Plain Language — The Benefits to Small Business

by Chairman Christopher Cox
U.S. Securities and Exchange Commission

Before the Subcommittee on Contracting and Technology
Committee on Small Business
U.S. House of Representatives

February 26, 2008

Chairman Braley, Ranking Member Davis, and Members of the Subcommittee:

Thank you for inviting me to testify today. I should say at the outset, as is traditional, that my testimony today is on my own behalf as Chairman of the SEC, and does not necessarily represent the views of the Commission or individual Commissioners.

I am delighted you're focused on this topic. As the champions of small business in the Congress, you have hit the jackpot in focusing on the importance of using plain language in government rules, regulations, and paperwork. The time and money that is wasted on translating legalese into plain English is dead weight economic loss. It benefits no one, and harms millions of consumers who pay for it.

------------------------------------------------

## Stated problem 1
Add 14 to each coordinate in the answers, and write out again every line of the entries below, requests included, from the start of the entries up to and including the line with "(390, 683), (472, 793)". Keep the requests and their sample coordinates unchanged.

## Data in this exercise
------------------------------------------------

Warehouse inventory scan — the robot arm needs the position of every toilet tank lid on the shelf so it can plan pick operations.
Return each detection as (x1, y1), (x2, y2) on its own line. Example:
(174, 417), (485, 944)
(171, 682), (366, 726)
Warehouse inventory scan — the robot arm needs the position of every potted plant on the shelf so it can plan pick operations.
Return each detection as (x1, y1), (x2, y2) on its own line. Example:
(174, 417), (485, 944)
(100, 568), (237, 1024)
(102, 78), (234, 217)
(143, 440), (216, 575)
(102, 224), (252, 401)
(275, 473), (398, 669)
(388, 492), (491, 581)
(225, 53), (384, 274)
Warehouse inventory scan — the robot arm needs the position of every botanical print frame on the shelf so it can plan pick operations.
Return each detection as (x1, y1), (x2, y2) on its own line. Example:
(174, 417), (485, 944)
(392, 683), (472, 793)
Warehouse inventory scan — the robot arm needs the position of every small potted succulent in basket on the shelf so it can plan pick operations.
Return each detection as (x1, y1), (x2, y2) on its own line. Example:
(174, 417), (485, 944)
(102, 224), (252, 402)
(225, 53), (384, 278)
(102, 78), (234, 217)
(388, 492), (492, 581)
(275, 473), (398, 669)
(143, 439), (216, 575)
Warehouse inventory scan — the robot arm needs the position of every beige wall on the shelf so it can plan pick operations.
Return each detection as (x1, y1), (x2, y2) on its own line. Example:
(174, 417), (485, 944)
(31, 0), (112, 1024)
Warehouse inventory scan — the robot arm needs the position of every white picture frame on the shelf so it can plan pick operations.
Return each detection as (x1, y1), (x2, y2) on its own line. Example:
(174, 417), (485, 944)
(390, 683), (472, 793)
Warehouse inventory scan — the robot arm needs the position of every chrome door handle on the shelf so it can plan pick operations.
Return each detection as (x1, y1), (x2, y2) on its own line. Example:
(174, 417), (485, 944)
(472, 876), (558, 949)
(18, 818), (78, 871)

------------------------------------------------

## Stated problem 2
Transcribe the plain language testimony word for word from "Before the Subcommittee" up to and including "or individual Commissioners.".

## Result 1
Warehouse inventory scan — the robot arm needs the position of every toilet tank lid on the shelf so it can plan pick operations.
Return each detection as (x1, y1), (x2, y2) on its own line. Example:
(174, 417), (485, 944)
(185, 696), (380, 740)
Warehouse inventory scan — the robot arm needs the position of every potted plant on the shelf so it can plan pick operations.
Return each detection as (x1, y1), (x2, y2) on its own line. Example:
(174, 417), (485, 944)
(114, 582), (251, 1038)
(116, 92), (248, 231)
(157, 454), (230, 589)
(116, 238), (266, 415)
(289, 487), (412, 683)
(402, 506), (505, 595)
(239, 67), (398, 288)
Warehouse inventory scan — the robot arm needs the position of every botanical print frame on the shelf so it can plan pick operations.
Return each detection as (x1, y1), (x2, y2) on its own line. Example:
(174, 417), (485, 944)
(406, 697), (486, 807)
Warehouse inventory scan — the robot arm needs the position of every small potted succulent in basket on the shelf so it can plan pick operations.
Return each detection as (x1, y1), (x2, y2) on its own line. Example:
(174, 417), (485, 944)
(116, 238), (266, 416)
(239, 67), (398, 292)
(116, 92), (248, 231)
(402, 506), (506, 595)
(289, 487), (412, 683)
(157, 453), (230, 589)
Warehouse inventory scan — the robot arm needs the position of every beige wall on the shelf so it can plan pick operations.
Return each detection as (x1, y1), (x2, y2) on its own line. Example:
(174, 417), (485, 944)
(45, 14), (126, 1038)
Warehouse inventory scan — the robot arm needs the position of every white picture frame on the shelf so it can plan pick operations.
Return each detection as (x1, y1), (x2, y2) on its own line. Example:
(174, 417), (485, 944)
(404, 697), (486, 807)

## Result 2
Before the Subcommittee on Contracting and Technology
Committee on Small Business
U.S. House of Representatives

February 26, 2008

Chairman Braley, Ranking Member Davis, and Members of the Subcommittee:

Thank you for inviting me to testify today. I should say at the outset, as is traditional, that my testimony today is on my own behalf as Chairman of the SEC, and does not necessarily represent the views of the Commission or individual Commissioners.